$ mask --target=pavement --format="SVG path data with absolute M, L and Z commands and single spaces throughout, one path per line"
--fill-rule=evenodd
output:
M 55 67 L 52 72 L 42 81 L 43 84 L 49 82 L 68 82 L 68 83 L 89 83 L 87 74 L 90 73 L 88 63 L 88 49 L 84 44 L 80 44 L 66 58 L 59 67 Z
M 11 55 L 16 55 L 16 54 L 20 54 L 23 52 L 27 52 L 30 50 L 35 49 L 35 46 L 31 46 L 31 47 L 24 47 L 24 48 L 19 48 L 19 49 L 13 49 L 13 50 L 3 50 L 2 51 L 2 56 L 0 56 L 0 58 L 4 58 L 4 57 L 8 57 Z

EXERCISE GOAL: All of the entries above need to be reproduced verbatim.

EXERCISE ANSWER:
$ mask --target=pavement --format="SVG path data with absolute M, L and Z commands and single spaces throughout, one path per line"
--fill-rule=evenodd
output:
M 55 67 L 52 72 L 42 81 L 43 84 L 49 82 L 68 82 L 68 83 L 89 83 L 87 74 L 90 73 L 88 63 L 88 49 L 84 44 L 80 44 L 66 58 L 59 67 Z
M 11 55 L 16 55 L 16 54 L 20 54 L 23 52 L 27 52 L 30 50 L 35 49 L 35 46 L 31 46 L 31 47 L 24 47 L 24 48 L 19 48 L 19 49 L 13 49 L 13 50 L 3 50 L 2 51 L 2 56 L 0 56 L 0 58 L 4 58 L 4 57 L 8 57 Z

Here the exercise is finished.